- _次の作業_: 「Each instance of the concrete」を含む行から始まり、最後の行で終わる範囲だけを、「orange cloud」を「gray cloud」に入れ替え、ほかは一切変えずに書き直してもらえますか？

§

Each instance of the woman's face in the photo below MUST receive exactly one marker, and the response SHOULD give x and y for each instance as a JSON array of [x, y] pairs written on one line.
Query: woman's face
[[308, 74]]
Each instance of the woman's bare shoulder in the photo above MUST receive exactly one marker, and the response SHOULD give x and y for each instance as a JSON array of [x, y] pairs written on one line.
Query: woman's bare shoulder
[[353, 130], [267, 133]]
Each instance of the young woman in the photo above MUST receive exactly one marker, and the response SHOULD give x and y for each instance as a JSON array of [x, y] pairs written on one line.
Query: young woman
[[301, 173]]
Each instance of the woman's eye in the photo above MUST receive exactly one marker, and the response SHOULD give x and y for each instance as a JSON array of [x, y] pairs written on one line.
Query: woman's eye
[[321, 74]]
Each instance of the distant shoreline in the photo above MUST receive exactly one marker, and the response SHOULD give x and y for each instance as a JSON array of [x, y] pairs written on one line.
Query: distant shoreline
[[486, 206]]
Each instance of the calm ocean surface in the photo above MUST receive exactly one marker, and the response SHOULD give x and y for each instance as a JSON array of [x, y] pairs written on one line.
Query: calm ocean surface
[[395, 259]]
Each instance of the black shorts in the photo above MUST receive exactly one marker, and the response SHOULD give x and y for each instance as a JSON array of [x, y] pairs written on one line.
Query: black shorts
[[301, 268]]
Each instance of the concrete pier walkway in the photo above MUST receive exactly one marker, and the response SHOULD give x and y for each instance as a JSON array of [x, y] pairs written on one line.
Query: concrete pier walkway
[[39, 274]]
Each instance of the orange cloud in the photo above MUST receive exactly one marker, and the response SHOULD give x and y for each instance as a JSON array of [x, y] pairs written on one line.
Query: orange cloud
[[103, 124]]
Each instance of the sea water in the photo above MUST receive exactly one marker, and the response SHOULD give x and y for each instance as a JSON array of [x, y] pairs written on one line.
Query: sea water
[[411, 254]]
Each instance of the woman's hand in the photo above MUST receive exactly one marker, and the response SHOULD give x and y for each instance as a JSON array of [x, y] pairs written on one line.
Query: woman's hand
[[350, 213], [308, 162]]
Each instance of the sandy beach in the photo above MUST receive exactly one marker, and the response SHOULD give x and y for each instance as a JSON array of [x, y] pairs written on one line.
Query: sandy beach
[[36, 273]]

§

- _この問題の解答_:
Each instance of the concrete pier walkway in the photo above MUST receive exactly one marker, and the response SHOULD give x and y for each instance as a JSON array of [x, y] pairs written on one line.
Query: concrete pier walkway
[[39, 274]]
Each instance of the gray cloud in the photo above MUST receive exactly one marker, and the response SHOULD give x and y for each instance as a JSON array of [x, y] pairs written on one line.
Query: gray cloud
[[103, 124]]
Each instance of the sea water in the photo above MUST receive exactly one marker, and the response SHOULD give x and y for each instance as a JSON array of [x, y] pairs written on one line.
Query: sea water
[[411, 254]]
Each instance of the woman's hand in the photo above MUST receive exactly one marker, and the response SHOULD give x and y for each instance as a JSON array of [x, y] pairs written on one line.
Query: woman's hand
[[350, 213], [308, 162]]
Each instance of the sandy beach in the photo above MUST receive exactly one marker, and the response SHOULD give x and y for each instance as a JSON array of [x, y] pairs written on one line.
Query: sandy beach
[[36, 273]]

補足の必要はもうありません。